- Short problem a
Count the lines of the entries below that contain the string "brown", treating case as significant. Respond with the number alone.

- Quoted passage
============

Employee Stock Ownership Plan (ESOP)

Definition

The term employee stock ownership plan refers to a company-sponsored benefit program that provides employees with an ownership interest in their company.  Participating in an employee stock ownership plan is one of several ways employees can purchase shares of common stock in their companies.

Explanation

Employees can share in the ownership of their company through an employee stock ownership plan, or ESOP.  These plans provide employees with shares of common stock that are held in trust until the employee leaves the company.  ESOPs are not the same as employee stock purchase plans.  Employees participating in a purchase plan typically acquire shares of common stock at a discount.

With an employee stock ownership plan, the company allocates shares of common stock on behalf of an employee into a trust.  The number of shares allocated is usually a function of the employee's years of service and / or base pay.  Shares held on behalf of the employees will be 100% vested in no more than six years.  Companies have the option of contributing new shares directly into the fund or providing the cash to purchase existing shares on the market.  In either scenario, all company contributions are tax-deductible.

============

- Records shown
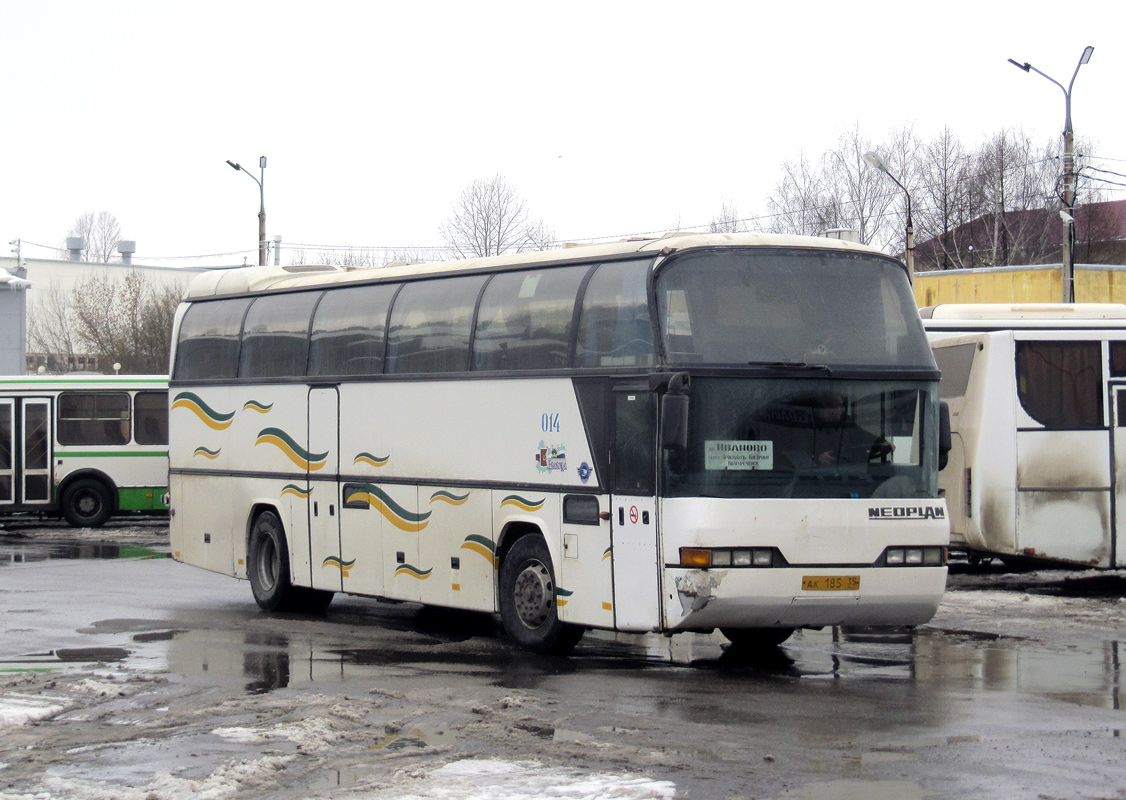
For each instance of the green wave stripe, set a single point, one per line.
(296, 447)
(386, 500)
(523, 503)
(191, 397)
(483, 541)
(413, 571)
(449, 497)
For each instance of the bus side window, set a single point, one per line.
(615, 328)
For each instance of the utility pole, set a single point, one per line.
(1068, 214)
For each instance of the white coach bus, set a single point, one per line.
(1037, 399)
(83, 446)
(678, 434)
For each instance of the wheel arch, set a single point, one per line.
(514, 532)
(90, 473)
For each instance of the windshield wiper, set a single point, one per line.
(800, 365)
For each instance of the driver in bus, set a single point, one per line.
(839, 440)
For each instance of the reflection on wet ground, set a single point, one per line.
(18, 552)
(949, 660)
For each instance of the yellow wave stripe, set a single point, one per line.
(481, 550)
(387, 513)
(194, 407)
(289, 452)
(521, 505)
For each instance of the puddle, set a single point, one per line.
(12, 553)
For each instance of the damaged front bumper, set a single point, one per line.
(702, 600)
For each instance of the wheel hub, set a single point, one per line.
(534, 594)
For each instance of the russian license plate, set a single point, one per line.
(830, 583)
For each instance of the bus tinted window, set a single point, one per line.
(615, 328)
(1060, 383)
(525, 320)
(275, 337)
(348, 331)
(793, 305)
(208, 344)
(94, 418)
(150, 418)
(430, 326)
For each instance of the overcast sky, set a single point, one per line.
(609, 117)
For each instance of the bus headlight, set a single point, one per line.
(914, 557)
(703, 558)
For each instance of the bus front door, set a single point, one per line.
(633, 510)
(323, 480)
(25, 452)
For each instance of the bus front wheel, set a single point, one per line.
(87, 503)
(757, 638)
(527, 600)
(268, 567)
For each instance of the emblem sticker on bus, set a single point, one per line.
(551, 458)
(738, 454)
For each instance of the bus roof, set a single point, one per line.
(265, 278)
(1024, 314)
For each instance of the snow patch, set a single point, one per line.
(19, 709)
(501, 780)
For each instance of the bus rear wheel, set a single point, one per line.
(527, 600)
(87, 503)
(268, 567)
(757, 638)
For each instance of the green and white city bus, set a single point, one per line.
(83, 446)
(681, 434)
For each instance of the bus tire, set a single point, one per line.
(87, 503)
(527, 600)
(757, 638)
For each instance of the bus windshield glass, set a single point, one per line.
(806, 438)
(793, 307)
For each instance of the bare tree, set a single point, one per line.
(51, 329)
(127, 320)
(796, 202)
(727, 221)
(489, 219)
(101, 232)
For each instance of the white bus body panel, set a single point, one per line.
(1016, 488)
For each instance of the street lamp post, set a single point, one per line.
(1068, 276)
(261, 210)
(876, 162)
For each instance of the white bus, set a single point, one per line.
(83, 446)
(680, 434)
(1037, 398)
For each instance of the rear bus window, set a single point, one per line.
(150, 417)
(348, 331)
(525, 320)
(615, 328)
(275, 337)
(208, 343)
(94, 418)
(1060, 383)
(430, 326)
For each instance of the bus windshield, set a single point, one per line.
(795, 307)
(806, 438)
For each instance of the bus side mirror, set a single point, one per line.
(675, 414)
(944, 434)
(675, 421)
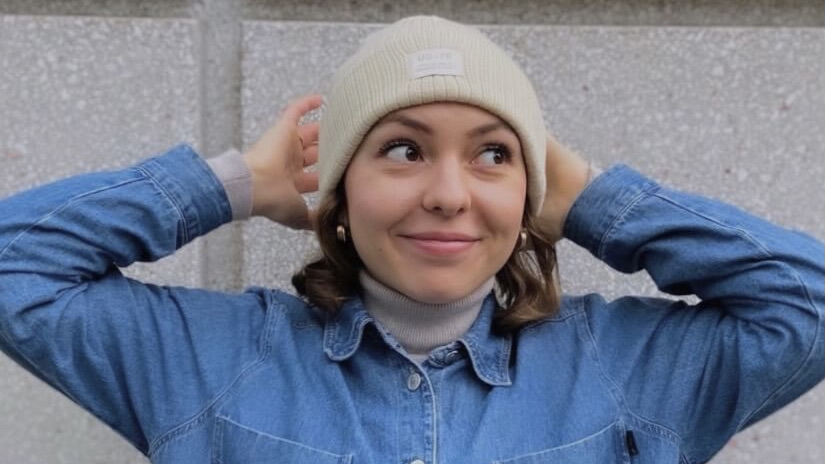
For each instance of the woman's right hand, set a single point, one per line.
(277, 162)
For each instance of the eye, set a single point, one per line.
(402, 151)
(494, 155)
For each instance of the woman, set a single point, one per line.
(431, 329)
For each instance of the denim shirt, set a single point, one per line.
(198, 376)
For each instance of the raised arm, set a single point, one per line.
(140, 357)
(753, 343)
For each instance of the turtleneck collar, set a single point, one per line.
(421, 327)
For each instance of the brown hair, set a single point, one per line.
(527, 287)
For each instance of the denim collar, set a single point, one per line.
(489, 352)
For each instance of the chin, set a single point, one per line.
(439, 294)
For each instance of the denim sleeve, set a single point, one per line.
(142, 358)
(754, 342)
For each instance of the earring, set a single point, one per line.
(521, 245)
(341, 232)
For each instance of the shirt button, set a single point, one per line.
(413, 382)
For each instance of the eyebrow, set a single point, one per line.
(421, 127)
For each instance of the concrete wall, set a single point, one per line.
(723, 98)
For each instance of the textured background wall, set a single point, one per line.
(730, 103)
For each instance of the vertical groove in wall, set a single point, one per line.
(219, 23)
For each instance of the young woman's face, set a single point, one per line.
(435, 198)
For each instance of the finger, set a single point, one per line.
(307, 182)
(313, 219)
(309, 133)
(298, 108)
(311, 155)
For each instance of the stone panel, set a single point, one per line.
(732, 113)
(81, 94)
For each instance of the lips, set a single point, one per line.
(441, 243)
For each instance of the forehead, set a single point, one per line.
(441, 110)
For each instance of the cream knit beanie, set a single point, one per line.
(425, 59)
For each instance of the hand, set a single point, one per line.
(277, 162)
(567, 175)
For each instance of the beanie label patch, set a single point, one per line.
(435, 62)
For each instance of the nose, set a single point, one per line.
(447, 191)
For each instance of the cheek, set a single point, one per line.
(505, 207)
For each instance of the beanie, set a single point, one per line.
(426, 59)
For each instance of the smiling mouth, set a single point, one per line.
(441, 244)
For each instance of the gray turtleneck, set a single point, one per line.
(421, 327)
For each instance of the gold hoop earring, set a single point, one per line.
(341, 233)
(521, 245)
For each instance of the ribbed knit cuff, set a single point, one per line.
(232, 171)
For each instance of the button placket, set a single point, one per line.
(413, 381)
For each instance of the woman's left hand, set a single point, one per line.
(567, 175)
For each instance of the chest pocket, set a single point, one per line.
(237, 444)
(603, 447)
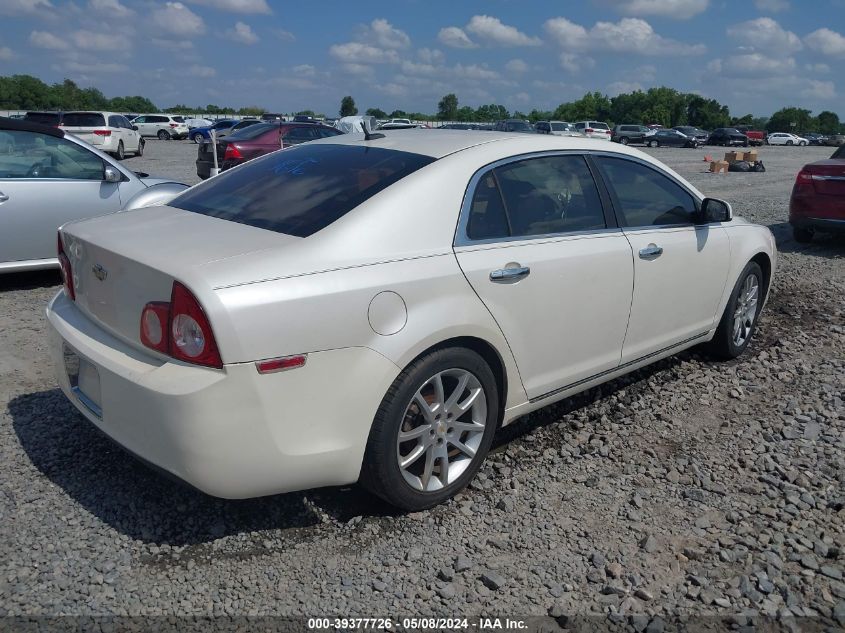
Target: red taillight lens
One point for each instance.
(67, 271)
(191, 337)
(231, 153)
(155, 320)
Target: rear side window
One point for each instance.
(301, 190)
(645, 197)
(538, 196)
(83, 119)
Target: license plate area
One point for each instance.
(84, 380)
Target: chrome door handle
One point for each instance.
(652, 250)
(512, 273)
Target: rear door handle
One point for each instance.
(651, 251)
(511, 273)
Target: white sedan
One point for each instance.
(784, 138)
(373, 309)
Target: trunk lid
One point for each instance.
(123, 261)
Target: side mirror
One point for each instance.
(110, 174)
(715, 210)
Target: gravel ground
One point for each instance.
(687, 488)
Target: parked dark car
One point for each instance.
(53, 119)
(628, 133)
(257, 140)
(697, 133)
(818, 198)
(728, 137)
(671, 138)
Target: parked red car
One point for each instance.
(818, 198)
(257, 140)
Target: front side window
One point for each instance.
(301, 190)
(39, 156)
(645, 197)
(538, 196)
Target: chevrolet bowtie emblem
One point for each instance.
(99, 272)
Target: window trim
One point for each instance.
(462, 239)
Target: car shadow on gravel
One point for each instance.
(30, 280)
(145, 505)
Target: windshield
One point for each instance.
(301, 190)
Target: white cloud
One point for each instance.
(827, 42)
(177, 19)
(495, 32)
(766, 35)
(236, 6)
(242, 33)
(382, 33)
(772, 6)
(455, 37)
(629, 35)
(431, 56)
(202, 71)
(359, 53)
(516, 66)
(43, 39)
(678, 9)
(26, 7)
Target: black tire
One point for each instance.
(722, 346)
(802, 235)
(380, 473)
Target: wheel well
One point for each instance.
(490, 356)
(765, 264)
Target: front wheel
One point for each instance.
(739, 321)
(432, 430)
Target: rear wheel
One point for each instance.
(432, 430)
(802, 235)
(739, 321)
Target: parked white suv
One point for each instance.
(594, 129)
(107, 131)
(162, 126)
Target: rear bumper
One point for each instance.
(231, 433)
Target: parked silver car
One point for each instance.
(48, 177)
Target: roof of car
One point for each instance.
(19, 125)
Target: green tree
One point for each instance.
(447, 108)
(347, 107)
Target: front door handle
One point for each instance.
(651, 251)
(512, 272)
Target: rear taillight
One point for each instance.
(231, 153)
(180, 329)
(67, 271)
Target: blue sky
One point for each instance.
(754, 55)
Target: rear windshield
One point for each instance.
(301, 190)
(46, 118)
(83, 119)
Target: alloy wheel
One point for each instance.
(441, 430)
(746, 310)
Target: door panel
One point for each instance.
(564, 321)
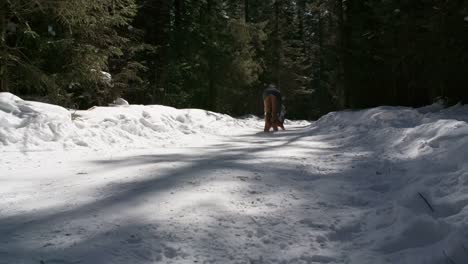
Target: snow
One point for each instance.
(155, 184)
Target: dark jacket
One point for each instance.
(275, 92)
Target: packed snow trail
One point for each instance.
(345, 189)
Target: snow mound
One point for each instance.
(32, 126)
(420, 185)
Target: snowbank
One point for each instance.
(32, 126)
(420, 185)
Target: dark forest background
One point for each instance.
(219, 55)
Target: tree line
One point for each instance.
(220, 54)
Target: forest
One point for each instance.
(219, 55)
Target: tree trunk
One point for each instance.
(277, 46)
(342, 94)
(246, 11)
(212, 91)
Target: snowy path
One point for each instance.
(153, 184)
(245, 199)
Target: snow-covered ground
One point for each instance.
(154, 184)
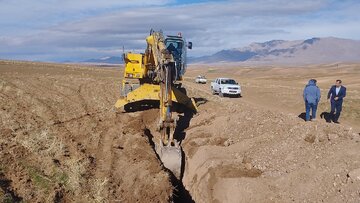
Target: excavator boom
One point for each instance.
(154, 76)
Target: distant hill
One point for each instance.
(310, 51)
(106, 60)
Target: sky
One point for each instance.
(77, 30)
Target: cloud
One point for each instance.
(100, 29)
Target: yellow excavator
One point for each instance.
(154, 76)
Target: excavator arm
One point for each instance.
(155, 73)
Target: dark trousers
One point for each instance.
(336, 107)
(313, 108)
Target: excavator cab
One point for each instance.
(176, 45)
(153, 77)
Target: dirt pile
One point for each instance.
(237, 152)
(61, 140)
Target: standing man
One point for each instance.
(336, 95)
(311, 97)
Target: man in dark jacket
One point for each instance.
(311, 98)
(336, 95)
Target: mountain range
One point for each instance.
(309, 51)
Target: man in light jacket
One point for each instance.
(311, 97)
(336, 95)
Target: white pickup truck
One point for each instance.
(225, 86)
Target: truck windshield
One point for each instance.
(228, 81)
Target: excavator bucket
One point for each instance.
(170, 153)
(148, 92)
(171, 157)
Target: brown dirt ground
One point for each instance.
(62, 141)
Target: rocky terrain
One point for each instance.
(61, 139)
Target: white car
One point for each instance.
(225, 86)
(200, 79)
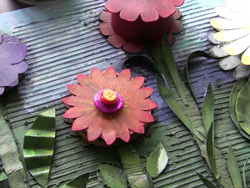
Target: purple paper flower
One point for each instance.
(12, 54)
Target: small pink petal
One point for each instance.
(116, 41)
(177, 26)
(132, 47)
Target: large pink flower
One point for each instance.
(89, 118)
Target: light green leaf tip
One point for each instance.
(157, 161)
(206, 182)
(38, 146)
(233, 168)
(3, 176)
(113, 176)
(78, 182)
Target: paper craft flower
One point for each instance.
(109, 105)
(233, 37)
(12, 54)
(133, 23)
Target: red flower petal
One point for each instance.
(88, 84)
(79, 101)
(106, 29)
(122, 79)
(94, 131)
(76, 89)
(131, 86)
(97, 75)
(105, 16)
(73, 112)
(116, 6)
(164, 8)
(108, 133)
(110, 76)
(177, 26)
(116, 41)
(132, 47)
(85, 121)
(141, 104)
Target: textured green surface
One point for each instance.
(64, 40)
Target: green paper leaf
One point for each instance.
(232, 102)
(168, 57)
(210, 150)
(136, 176)
(233, 168)
(190, 58)
(38, 146)
(112, 176)
(244, 175)
(3, 176)
(169, 99)
(208, 108)
(157, 161)
(80, 181)
(206, 181)
(242, 108)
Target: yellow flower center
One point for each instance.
(109, 95)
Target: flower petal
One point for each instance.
(116, 41)
(141, 104)
(1, 90)
(123, 78)
(131, 86)
(164, 8)
(238, 46)
(12, 53)
(245, 59)
(76, 89)
(89, 84)
(73, 112)
(78, 102)
(21, 67)
(132, 47)
(94, 131)
(177, 26)
(110, 76)
(109, 133)
(83, 122)
(8, 75)
(116, 6)
(106, 29)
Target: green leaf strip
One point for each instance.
(157, 161)
(208, 108)
(244, 174)
(38, 146)
(190, 58)
(175, 107)
(172, 67)
(233, 168)
(232, 102)
(112, 176)
(80, 181)
(206, 181)
(242, 108)
(136, 176)
(210, 151)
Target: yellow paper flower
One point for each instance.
(233, 36)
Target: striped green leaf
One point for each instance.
(38, 146)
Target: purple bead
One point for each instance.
(108, 108)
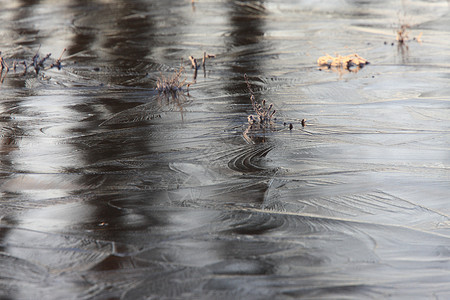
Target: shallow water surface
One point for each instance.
(111, 190)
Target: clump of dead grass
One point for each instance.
(346, 62)
(264, 113)
(172, 83)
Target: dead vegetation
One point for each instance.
(351, 62)
(172, 83)
(195, 65)
(264, 113)
(37, 63)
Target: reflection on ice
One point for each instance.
(112, 191)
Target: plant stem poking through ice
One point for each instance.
(264, 113)
(345, 62)
(172, 83)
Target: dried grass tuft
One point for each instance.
(173, 83)
(345, 62)
(264, 113)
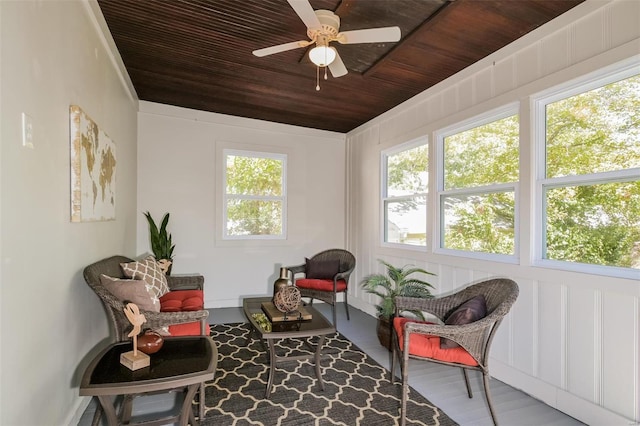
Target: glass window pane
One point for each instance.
(254, 175)
(596, 131)
(594, 224)
(254, 217)
(405, 221)
(480, 222)
(407, 172)
(484, 155)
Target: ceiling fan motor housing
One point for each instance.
(330, 25)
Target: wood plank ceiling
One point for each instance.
(197, 53)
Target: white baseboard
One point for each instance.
(581, 409)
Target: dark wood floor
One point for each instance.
(443, 386)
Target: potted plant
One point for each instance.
(397, 282)
(161, 244)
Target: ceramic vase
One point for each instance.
(150, 342)
(281, 282)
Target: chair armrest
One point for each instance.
(185, 282)
(472, 336)
(436, 306)
(162, 319)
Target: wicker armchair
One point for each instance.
(115, 308)
(474, 338)
(121, 326)
(328, 290)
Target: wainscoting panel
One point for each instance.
(620, 362)
(551, 350)
(581, 343)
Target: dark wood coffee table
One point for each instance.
(182, 363)
(317, 326)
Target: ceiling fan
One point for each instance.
(322, 28)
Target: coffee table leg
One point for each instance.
(186, 414)
(317, 360)
(109, 409)
(272, 366)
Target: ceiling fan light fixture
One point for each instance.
(322, 55)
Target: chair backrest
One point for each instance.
(500, 294)
(111, 267)
(347, 260)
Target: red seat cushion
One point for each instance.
(182, 301)
(322, 285)
(428, 346)
(187, 329)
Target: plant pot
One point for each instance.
(383, 329)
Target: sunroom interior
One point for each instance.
(571, 340)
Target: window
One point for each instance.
(477, 191)
(404, 194)
(254, 195)
(589, 183)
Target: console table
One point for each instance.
(182, 363)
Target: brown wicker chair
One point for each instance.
(474, 338)
(347, 263)
(115, 308)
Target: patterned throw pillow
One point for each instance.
(134, 291)
(148, 271)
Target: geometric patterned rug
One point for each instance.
(357, 389)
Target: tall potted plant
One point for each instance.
(396, 282)
(161, 244)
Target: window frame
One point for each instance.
(488, 117)
(539, 102)
(226, 152)
(384, 198)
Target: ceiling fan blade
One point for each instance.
(280, 48)
(337, 67)
(371, 35)
(305, 12)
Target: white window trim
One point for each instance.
(420, 141)
(539, 101)
(496, 114)
(225, 197)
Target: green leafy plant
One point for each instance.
(161, 243)
(397, 282)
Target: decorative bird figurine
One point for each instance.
(134, 316)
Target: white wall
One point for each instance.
(52, 55)
(179, 151)
(572, 340)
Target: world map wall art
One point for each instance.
(93, 170)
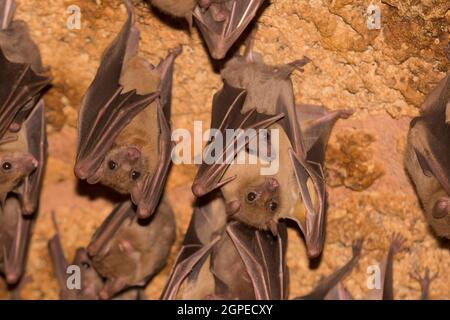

============

- Short problem b
Reproduce the entire employee stock ownership plan text shown above, without any changes.

- Full solution a
3

- Full solution b
Employee Stock Ownership Plan (ESOP)

Definition

The term employee stock ownership plan refers to a company-sponsored benefit program that provides employees with an ownership interest in their company.  Participating in an employee stock ownership plan is one of several ways employees can purchase shares of common stock in their companies.

Explanation

Employees can share in the ownership of their company through an employee stock ownership plan, or ESOP.  These plans provide employees with shares of common stock that are held in trust until the employee leaves the company.  ESOPs are not the same as employee stock purchase plans.  Employees participating in a purchase plan typically acquire shares of common stock at a discount.

With an employee stock ownership plan, the company allocates shares of common stock on behalf of an employee into a trust.  The number of shares allocated is usually a function of the employee's years of service and / or base pay.  Shares held on behalf of the employees will be 100% vested in no more than six years.  Companies have the option of contributing new shares directly into the fund or providing the cash to purchase existing shares on the market.  In either scenario, all company contributions are tax-deductible.